> **SOURCE EXTRACT**:

start

Travel writer Alan King falls for the ‘Karpathos Lady’, kindly allowing followers of the Bents to share his own fascination for her… It makes quite a story!
On the Turkish-controlled island of Karpathos, shortly before midday on Monday, April 20th, 1885, a 6000-year-old female figure, hidden under a carpet, carried on the back of a man from Anafi, was smuggled onto a ship in Pigadia harbour, never, to this date, to return to her island home.
This is the story of her kidnap and of how she later travelled the world under her new name of the ‘Karpathos Lady’.
The Kidnap and Travels of the Karpathos Lady
The kidnappers
During the winters between 1882 and 1890, the British travellers Theodore and Mabel Bent would leave their home in London’s fashionable West End to meander around the Greek islands and the Turkish coast in search of adventure in the exotic Levant. Theodore Bent’s main interest was archaeology and their itinerary would be designed to take them to locations where there were opportunities to excavate new sites.
In March and April, 1885, they visited the island of Karpathos and came upon a limestone statue of a naked female, baring all. When they left the island, six weeks later, the Karpathos Lady went with them.
A desert diversion
Three months before, in mid-January, the Bents had travelled from London to Dover where they boarded a ferry to Calais to connect with the train which would take them on the first stage of their latest adventure.
Travelling via Paris, they reached an uncharacteristically snowy Marseilles on January 14th and the next day were on board the M.M. Tage heading for the somewhat warmer climes of Egypt, where they arrived 7 days later.

end

> **WRITTEN INSTRUCTION A**:
In the listing, swap "golden spire" for "gilded spire" and change nothing else, beginning at the line that has "Output form: <point>80,140</point>" and stopping after the line that has "<point>70,182</point>".

> **EXERCISE MATERIALS**:
start

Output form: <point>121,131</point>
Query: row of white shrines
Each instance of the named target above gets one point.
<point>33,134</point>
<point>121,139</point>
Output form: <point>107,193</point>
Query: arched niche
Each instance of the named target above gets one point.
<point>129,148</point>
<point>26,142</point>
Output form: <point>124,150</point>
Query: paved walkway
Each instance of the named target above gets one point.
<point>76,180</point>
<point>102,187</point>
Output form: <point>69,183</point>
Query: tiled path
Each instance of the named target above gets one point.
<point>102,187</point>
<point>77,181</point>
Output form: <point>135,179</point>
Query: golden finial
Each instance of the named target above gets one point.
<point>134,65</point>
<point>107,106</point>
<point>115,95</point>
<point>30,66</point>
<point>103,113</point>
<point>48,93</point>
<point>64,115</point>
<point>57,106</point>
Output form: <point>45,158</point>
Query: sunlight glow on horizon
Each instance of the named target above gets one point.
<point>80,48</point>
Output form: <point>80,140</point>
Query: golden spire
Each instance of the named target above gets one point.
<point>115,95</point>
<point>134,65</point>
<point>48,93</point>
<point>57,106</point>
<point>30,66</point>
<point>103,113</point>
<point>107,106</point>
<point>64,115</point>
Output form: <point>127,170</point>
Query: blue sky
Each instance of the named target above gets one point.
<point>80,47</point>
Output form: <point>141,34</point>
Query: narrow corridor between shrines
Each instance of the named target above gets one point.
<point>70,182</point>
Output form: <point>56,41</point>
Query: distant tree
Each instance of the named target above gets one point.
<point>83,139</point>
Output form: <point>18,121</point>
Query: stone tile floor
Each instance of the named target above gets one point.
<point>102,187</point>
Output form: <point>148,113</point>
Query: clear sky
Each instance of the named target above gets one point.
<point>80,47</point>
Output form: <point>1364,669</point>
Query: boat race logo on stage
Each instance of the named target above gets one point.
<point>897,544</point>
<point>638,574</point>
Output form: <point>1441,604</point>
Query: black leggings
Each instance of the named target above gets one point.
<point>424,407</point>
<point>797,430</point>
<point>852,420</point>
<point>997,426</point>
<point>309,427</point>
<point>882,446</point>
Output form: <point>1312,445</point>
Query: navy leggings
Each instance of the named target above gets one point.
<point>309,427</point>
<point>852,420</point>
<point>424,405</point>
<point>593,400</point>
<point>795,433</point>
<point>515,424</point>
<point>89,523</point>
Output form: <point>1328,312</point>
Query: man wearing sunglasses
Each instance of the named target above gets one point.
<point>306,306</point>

end

> **WRITTEN INSTRUCTION B**:
Reproduce the whole text on the Karpathos Lady word for word.

> **OUTPUT A**:
Output form: <point>80,140</point>
Query: gilded spire
Each instance of the named target above gets one point.
<point>115,95</point>
<point>134,65</point>
<point>48,93</point>
<point>57,106</point>
<point>30,66</point>
<point>103,113</point>
<point>107,106</point>
<point>64,115</point>
Output form: <point>127,170</point>
Query: blue sky
Each instance of the named target above gets one point.
<point>80,47</point>
Output form: <point>141,34</point>
Query: narrow corridor between shrines
Each instance of the named target above gets one point.
<point>70,182</point>

> **OUTPUT B**:
Travel writer Alan King falls for the ‘Karpathos Lady’, kindly allowing followers of the Bents to share his own fascination for her… It makes quite a story!
On the Turkish-controlled island of Karpathos, shortly before midday on Monday, April 20th, 1885, a 6000-year-old female figure, hidden under a carpet, carried on the back of a man from Anafi, was smuggled onto a ship in Pigadia harbour, never, to this date, to return to her island home.
This is the story of her kidnap and of how she later travelled the world under her new name of the ‘Karpathos Lady’.
The Kidnap and Travels of the Karpathos Lady
The kidnappers
During the winters between 1882 and 1890, the British travellers Theodore and Mabel Bent would leave their home in London’s fashionable West End to meander around the Greek islands and the Turkish coast in search of adventure in the exotic Levant. Theodore Bent’s main interest was archaeology and their itinerary would be designed to take them to locations where there were opportunities to excavate new sites.
In March and April, 1885, they visited the island of Karpathos and came upon a limestone statue of a naked female, baring all. When they left the island, six weeks later, the Karpathos Lady went with them.
A desert diversion
Three months before, in mid-January, the Bents had travelled from London to Dover where they boarded a ferry to Calais to connect with the train which would take them on the first stage of their latest adventure.
Travelling via Paris, they reached an uncharacteristically snowy Marseilles on January 14th and the next day were on board the M.M. Tage heading for the somewhat warmer climes of Egypt, where they arrived 7 days later.